-- Opening Marker --

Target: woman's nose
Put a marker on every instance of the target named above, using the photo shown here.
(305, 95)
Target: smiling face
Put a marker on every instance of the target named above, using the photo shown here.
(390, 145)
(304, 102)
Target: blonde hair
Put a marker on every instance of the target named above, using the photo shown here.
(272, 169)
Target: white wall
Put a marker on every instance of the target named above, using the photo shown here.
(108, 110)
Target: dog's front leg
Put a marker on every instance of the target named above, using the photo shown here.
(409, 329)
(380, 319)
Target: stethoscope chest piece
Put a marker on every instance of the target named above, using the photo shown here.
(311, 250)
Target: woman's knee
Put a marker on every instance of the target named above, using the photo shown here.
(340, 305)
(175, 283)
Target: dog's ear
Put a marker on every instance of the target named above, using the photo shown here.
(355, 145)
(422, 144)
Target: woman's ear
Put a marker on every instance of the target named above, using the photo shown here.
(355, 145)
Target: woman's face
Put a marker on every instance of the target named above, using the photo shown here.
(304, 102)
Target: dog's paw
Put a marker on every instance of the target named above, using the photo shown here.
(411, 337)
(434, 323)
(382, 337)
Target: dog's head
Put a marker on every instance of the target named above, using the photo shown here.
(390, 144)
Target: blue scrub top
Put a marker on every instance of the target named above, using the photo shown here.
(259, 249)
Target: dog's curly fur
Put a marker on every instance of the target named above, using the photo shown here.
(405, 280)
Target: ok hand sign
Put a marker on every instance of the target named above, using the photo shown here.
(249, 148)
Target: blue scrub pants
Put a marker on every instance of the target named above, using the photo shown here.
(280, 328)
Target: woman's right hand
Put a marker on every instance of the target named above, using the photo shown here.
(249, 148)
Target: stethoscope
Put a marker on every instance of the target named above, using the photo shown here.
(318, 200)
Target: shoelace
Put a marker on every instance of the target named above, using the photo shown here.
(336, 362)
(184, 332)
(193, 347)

-- Closing Marker --

All lines that hold the word "scrub" should be copied from the data.

Target: blue scrub top
Target: blue scrub pants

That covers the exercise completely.